= Given problem =
Reproduce verbatim every line of the material from the line containing "Mark a dot on every instance of the person", that line included, through the last line of the material.

= Supplied material =
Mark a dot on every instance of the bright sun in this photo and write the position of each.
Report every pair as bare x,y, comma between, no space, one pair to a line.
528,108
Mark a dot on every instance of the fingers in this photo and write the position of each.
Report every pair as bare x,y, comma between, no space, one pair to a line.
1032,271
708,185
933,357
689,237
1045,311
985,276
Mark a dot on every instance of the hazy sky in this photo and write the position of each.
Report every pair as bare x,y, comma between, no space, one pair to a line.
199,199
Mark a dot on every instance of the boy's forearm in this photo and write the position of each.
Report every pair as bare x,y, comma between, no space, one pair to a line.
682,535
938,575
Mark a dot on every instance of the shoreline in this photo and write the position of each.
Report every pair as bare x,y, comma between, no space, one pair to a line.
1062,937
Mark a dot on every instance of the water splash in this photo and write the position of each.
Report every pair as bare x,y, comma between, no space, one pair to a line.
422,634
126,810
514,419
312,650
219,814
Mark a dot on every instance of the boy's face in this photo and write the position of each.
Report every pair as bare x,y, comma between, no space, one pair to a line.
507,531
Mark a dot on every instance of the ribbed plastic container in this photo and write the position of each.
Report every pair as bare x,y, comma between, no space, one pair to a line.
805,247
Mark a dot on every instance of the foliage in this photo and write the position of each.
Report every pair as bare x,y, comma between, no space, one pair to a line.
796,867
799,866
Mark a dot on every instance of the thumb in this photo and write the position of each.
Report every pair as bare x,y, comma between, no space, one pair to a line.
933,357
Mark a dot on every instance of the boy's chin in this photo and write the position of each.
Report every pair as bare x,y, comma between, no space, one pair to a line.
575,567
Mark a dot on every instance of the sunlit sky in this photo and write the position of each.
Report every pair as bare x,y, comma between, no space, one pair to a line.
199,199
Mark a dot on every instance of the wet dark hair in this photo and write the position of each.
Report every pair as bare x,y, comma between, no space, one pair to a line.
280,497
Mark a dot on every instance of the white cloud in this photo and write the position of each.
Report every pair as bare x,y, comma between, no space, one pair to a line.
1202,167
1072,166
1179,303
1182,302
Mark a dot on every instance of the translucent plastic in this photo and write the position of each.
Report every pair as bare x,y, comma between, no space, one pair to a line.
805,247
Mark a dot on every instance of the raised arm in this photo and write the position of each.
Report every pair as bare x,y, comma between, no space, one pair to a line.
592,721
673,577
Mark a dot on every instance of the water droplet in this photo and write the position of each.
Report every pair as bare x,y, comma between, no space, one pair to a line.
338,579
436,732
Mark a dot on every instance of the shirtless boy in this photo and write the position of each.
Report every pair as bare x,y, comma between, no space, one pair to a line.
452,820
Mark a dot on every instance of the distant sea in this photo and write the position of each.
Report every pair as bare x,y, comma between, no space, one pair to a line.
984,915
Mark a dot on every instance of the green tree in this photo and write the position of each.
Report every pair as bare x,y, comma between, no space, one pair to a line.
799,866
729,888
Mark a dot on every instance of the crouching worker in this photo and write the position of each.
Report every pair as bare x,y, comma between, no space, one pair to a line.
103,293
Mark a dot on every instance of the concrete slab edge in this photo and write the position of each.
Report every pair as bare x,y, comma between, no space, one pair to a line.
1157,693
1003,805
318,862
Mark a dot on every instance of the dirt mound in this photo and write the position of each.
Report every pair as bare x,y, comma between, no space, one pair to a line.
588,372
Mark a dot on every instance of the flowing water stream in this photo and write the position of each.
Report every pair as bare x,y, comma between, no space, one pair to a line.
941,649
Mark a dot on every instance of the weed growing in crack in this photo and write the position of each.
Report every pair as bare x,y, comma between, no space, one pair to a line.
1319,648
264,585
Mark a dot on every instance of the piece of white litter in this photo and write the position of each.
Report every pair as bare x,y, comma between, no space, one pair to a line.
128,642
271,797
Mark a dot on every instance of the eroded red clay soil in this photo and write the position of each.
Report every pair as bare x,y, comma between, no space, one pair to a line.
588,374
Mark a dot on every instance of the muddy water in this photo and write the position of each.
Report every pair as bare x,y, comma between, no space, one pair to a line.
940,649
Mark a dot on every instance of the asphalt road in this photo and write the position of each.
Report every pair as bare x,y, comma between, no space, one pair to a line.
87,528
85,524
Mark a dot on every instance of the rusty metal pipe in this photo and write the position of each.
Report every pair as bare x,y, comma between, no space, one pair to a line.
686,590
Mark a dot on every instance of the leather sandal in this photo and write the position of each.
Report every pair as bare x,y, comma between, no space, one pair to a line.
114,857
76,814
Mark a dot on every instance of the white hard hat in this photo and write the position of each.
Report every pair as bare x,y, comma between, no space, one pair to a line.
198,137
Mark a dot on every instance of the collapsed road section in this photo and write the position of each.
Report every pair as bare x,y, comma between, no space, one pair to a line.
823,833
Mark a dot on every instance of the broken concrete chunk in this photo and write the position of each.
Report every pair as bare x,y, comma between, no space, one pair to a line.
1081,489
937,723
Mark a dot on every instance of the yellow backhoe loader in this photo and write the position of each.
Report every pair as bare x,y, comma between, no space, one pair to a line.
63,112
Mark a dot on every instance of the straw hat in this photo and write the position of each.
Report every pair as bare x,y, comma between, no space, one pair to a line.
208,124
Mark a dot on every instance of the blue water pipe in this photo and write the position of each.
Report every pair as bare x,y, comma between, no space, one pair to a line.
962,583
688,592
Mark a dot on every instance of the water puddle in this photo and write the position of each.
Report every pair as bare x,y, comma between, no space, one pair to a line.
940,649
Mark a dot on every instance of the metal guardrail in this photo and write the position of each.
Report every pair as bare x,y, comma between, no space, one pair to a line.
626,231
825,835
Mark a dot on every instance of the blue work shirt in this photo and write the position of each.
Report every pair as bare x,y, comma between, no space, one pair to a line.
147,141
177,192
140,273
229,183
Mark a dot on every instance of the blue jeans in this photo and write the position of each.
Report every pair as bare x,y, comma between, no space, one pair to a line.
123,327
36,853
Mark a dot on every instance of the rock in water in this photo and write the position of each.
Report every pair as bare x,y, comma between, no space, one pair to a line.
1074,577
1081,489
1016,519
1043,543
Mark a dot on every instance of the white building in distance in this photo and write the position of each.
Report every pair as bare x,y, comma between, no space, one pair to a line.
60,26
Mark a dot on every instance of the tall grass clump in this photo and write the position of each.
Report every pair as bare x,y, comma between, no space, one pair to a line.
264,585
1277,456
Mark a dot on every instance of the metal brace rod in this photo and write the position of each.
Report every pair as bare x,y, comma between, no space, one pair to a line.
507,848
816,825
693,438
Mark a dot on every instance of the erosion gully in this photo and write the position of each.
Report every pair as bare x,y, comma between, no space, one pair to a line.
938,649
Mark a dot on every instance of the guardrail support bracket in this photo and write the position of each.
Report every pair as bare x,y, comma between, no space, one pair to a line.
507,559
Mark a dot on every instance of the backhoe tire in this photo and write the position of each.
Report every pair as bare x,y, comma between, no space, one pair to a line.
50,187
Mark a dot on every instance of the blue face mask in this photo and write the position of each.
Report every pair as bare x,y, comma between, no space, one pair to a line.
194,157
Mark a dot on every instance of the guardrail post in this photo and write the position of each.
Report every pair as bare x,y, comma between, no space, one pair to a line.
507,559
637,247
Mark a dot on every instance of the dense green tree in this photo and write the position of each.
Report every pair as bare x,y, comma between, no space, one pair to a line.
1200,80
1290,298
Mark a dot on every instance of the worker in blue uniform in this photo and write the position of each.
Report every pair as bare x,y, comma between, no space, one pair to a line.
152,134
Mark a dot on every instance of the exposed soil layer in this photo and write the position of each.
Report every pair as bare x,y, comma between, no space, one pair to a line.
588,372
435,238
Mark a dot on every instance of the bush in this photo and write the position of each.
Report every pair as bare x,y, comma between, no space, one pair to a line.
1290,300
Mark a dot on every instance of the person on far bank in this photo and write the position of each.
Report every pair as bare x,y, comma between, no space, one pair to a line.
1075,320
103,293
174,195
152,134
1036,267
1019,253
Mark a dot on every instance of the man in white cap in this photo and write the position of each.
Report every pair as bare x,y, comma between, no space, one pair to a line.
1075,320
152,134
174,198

= Right answer =
Mark a dot on every instance of the person on far bank in this photo and write the position of each.
Report every pair as bare x,y, comma between, no space, one pair to a line.
1075,320
103,293
174,195
152,134
1036,267
1019,253
Mark a dot on every instance of the man in white cap in this photo and write the position of each.
Report every pair as bare x,y, comma between, no space, one pair to a line.
1075,320
152,134
174,198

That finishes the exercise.